Goal of the exercise: Across the data below, state how many lines hold "task", and reply with nothing but that number.

Data supplied:
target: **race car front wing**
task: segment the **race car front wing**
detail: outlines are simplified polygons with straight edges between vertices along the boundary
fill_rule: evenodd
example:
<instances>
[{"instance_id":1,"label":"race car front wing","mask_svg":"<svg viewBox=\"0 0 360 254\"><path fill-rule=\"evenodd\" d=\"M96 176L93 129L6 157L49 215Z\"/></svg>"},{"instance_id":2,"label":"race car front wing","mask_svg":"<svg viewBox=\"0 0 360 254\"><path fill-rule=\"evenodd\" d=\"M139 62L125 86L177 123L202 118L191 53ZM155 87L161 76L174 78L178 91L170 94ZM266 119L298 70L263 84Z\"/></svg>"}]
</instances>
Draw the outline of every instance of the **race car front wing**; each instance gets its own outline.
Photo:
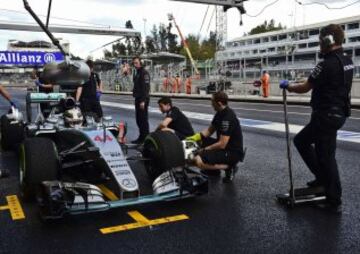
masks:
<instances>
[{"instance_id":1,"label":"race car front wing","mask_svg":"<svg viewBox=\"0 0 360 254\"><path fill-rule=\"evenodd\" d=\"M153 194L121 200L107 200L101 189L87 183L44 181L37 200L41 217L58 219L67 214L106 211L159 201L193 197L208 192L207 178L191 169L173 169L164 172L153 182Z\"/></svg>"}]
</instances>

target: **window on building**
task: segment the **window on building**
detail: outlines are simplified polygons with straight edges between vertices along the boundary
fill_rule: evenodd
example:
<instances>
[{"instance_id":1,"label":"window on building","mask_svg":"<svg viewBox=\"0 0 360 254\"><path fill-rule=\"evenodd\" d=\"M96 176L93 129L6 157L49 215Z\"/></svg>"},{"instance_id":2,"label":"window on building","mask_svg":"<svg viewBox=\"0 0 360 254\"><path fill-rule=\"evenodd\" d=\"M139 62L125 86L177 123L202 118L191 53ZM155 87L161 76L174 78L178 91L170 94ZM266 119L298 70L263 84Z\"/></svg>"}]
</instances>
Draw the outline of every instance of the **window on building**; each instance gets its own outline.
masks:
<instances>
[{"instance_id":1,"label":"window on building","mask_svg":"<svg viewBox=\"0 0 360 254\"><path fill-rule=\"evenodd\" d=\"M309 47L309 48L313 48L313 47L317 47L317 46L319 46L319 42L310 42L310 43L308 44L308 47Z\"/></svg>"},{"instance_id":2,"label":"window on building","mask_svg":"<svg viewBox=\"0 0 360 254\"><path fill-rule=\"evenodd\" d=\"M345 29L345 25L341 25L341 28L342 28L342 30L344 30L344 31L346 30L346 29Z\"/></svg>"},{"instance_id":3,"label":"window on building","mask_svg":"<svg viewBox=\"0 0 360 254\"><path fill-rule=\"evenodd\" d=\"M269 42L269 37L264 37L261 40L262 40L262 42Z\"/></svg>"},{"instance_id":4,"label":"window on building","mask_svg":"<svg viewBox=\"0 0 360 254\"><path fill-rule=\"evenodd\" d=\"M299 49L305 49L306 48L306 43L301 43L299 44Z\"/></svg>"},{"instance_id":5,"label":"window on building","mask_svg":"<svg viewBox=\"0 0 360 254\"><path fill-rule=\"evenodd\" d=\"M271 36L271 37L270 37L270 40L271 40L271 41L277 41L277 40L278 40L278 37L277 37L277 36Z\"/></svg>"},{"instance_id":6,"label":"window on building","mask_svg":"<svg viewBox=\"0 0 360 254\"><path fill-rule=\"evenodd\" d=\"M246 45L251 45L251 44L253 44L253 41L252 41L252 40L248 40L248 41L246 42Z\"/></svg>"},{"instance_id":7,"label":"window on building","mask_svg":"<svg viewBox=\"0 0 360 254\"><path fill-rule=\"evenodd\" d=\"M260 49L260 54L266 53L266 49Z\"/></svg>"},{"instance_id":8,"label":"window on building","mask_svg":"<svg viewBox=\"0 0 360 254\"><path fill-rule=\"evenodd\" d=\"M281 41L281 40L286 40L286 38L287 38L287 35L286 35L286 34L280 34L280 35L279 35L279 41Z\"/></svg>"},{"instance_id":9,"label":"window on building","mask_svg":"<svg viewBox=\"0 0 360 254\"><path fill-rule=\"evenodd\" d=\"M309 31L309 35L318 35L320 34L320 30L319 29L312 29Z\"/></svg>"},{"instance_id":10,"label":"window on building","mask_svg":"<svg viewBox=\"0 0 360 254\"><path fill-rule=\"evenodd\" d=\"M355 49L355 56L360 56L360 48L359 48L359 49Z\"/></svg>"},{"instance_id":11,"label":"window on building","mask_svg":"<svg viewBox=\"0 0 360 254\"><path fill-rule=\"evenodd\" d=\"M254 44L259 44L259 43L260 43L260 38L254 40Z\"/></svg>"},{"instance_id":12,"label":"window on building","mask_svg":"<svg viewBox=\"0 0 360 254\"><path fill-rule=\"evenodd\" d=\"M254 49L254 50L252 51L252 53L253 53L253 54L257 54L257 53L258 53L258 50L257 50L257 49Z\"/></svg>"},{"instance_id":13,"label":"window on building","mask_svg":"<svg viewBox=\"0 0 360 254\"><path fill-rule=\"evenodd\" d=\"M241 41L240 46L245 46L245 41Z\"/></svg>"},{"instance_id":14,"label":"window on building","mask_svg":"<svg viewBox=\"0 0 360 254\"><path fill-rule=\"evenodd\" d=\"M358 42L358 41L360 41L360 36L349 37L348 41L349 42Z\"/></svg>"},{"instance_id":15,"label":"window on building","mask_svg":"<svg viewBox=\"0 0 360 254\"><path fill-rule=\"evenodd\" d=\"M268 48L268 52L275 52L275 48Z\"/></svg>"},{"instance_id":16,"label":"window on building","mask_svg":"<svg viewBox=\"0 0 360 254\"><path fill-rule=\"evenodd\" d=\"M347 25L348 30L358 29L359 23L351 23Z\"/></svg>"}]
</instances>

==

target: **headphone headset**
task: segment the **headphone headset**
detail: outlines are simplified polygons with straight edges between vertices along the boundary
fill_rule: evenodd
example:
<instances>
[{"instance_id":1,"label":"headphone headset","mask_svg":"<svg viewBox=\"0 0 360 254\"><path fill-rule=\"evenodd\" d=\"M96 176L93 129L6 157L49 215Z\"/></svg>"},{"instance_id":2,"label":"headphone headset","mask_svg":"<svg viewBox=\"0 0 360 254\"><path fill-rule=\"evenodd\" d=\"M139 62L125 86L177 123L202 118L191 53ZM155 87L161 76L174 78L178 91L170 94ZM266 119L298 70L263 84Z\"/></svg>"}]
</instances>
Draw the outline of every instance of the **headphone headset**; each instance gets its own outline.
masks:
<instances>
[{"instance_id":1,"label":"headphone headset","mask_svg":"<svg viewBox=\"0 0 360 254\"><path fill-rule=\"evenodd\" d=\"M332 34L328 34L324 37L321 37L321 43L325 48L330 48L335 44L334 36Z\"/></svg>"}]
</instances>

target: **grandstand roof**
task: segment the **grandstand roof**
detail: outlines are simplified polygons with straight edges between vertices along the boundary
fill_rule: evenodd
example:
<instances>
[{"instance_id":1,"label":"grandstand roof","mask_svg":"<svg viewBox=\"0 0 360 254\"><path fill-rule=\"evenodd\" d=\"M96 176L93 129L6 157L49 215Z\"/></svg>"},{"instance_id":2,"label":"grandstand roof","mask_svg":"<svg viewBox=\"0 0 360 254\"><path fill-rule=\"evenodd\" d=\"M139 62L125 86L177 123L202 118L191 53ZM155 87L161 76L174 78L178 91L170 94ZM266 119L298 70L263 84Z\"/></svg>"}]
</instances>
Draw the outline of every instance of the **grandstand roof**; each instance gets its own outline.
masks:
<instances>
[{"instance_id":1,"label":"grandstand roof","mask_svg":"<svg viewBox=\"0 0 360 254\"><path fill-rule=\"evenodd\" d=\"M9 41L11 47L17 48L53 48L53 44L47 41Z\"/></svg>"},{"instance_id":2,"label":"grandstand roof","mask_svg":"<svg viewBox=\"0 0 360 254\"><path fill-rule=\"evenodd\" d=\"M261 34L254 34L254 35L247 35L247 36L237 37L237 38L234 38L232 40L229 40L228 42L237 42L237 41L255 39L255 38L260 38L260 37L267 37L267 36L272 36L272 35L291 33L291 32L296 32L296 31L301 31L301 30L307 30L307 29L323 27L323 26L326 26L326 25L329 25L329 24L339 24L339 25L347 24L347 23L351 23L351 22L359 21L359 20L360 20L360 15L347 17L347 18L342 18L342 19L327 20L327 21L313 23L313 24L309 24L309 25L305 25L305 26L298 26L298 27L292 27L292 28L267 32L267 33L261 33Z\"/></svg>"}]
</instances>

Your response: 4